What you should do:
Starting from the line containing "the tree in", write out every remaining line exactly, the last one included.

Given data:
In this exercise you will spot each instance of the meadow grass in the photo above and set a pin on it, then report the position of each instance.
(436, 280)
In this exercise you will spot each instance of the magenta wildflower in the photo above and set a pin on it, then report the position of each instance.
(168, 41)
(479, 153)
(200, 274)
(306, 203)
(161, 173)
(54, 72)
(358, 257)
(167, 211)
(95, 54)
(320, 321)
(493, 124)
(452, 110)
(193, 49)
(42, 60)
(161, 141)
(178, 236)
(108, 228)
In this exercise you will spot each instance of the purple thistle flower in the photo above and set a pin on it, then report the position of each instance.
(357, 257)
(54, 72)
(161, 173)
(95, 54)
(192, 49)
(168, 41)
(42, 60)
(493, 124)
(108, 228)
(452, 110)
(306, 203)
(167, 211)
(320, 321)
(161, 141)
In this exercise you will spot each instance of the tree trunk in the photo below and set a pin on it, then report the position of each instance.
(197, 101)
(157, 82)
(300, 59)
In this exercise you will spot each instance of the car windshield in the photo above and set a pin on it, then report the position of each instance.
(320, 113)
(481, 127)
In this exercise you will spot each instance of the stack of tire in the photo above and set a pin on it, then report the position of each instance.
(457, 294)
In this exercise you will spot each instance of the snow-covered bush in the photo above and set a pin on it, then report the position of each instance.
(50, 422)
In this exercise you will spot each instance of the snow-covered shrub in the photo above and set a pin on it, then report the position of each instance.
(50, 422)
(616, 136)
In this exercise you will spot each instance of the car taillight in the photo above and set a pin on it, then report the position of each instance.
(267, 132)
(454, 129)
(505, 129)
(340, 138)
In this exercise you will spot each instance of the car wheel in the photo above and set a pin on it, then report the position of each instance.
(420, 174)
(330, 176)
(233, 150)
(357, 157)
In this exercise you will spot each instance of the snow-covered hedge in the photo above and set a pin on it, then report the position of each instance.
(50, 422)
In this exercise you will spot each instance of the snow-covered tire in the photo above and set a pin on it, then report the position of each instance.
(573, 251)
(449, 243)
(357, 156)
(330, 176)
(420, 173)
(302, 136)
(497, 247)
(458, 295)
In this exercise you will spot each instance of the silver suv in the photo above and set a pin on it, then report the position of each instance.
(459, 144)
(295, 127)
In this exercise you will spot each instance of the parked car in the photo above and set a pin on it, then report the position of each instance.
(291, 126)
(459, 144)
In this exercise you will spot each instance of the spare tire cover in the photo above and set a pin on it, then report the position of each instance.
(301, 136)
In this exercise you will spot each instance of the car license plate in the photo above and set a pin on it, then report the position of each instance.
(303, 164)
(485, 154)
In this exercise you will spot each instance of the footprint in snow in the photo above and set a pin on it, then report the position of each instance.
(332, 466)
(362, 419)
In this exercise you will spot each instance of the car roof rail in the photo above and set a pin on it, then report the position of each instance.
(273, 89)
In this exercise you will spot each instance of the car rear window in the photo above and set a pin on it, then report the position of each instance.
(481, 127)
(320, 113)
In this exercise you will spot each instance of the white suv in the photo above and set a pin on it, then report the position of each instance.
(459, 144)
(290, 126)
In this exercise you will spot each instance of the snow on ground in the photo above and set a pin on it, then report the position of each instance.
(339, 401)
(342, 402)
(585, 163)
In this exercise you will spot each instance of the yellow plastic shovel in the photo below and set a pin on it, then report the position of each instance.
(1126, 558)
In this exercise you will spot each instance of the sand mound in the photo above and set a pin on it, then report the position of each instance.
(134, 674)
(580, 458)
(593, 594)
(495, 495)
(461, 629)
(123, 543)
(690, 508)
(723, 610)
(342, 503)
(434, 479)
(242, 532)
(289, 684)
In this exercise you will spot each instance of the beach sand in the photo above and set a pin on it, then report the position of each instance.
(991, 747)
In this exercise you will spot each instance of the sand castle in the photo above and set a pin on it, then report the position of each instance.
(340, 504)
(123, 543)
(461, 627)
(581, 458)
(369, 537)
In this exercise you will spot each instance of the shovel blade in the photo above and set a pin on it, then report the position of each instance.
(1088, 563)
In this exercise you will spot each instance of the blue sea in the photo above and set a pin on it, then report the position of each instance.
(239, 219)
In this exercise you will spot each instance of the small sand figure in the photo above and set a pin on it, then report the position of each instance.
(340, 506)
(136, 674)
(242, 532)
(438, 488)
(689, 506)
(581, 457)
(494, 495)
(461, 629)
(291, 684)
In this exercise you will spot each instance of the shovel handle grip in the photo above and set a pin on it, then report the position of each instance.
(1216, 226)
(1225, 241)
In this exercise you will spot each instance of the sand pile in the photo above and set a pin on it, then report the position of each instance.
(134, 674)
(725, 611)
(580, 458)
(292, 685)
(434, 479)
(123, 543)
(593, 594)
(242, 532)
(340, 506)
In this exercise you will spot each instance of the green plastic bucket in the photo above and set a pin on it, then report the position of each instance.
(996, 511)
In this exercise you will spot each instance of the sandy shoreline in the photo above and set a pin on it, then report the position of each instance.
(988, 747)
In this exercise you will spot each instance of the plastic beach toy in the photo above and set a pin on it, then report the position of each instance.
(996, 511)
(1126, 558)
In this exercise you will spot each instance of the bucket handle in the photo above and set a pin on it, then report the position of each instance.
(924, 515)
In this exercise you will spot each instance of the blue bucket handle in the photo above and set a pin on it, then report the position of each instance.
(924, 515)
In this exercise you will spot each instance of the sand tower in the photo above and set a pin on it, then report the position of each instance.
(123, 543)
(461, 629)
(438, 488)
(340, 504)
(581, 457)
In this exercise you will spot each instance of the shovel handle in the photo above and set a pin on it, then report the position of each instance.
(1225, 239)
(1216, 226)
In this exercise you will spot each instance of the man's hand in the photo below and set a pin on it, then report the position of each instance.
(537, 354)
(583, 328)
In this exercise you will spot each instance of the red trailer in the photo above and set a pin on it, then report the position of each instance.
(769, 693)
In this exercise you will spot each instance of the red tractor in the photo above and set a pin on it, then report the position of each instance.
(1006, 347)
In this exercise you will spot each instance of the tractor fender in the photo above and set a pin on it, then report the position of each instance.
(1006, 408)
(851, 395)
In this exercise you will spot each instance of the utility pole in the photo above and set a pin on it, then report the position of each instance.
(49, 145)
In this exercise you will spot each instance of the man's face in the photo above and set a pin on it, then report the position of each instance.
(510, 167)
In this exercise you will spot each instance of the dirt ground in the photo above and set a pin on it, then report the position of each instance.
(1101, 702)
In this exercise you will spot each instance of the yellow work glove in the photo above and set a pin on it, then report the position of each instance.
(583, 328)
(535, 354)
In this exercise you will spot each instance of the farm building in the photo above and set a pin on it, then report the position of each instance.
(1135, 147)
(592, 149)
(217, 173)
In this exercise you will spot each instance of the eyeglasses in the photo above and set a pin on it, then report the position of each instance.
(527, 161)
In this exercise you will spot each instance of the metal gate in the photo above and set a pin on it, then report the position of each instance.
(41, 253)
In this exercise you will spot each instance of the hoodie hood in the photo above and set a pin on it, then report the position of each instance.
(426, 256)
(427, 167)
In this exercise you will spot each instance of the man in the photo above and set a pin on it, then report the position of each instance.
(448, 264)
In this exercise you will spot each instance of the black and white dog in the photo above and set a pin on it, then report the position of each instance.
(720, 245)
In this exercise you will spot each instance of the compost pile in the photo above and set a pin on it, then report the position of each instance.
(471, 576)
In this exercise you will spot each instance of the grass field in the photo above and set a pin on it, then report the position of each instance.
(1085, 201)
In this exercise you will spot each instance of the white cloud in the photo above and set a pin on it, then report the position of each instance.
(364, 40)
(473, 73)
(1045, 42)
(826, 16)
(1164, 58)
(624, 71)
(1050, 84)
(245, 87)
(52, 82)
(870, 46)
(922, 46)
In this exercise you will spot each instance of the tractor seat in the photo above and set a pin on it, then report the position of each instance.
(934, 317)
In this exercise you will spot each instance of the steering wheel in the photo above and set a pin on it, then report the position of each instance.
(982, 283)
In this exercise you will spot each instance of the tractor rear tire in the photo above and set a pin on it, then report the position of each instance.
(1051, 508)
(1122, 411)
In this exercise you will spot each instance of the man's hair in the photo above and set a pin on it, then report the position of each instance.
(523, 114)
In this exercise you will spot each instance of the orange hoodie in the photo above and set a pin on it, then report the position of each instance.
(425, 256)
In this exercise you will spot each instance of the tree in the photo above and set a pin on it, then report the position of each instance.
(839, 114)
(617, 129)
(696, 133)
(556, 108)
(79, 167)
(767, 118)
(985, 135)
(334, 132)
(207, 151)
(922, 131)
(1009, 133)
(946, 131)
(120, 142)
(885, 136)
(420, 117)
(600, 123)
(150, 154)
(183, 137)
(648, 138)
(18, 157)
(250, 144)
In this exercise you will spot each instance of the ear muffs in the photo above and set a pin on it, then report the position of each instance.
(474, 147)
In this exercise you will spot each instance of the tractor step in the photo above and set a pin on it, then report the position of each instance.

Written reply:
In this exercise you will spot each instance of the tree in the photo above and set a pin on it, then report the position of each instance.
(839, 114)
(617, 129)
(696, 133)
(556, 108)
(79, 167)
(767, 118)
(985, 135)
(334, 132)
(207, 151)
(922, 131)
(1009, 133)
(946, 131)
(120, 142)
(885, 136)
(420, 117)
(600, 123)
(150, 154)
(183, 137)
(648, 138)
(18, 157)
(250, 144)
In this exercise you will spot each instance of the ear muffs in the photo above and set a pin on it, then report the position of each instance.
(474, 147)
In this exercise you will spot each instance of the tractor step in the photo above and set a pin on it, then report the position of each instance.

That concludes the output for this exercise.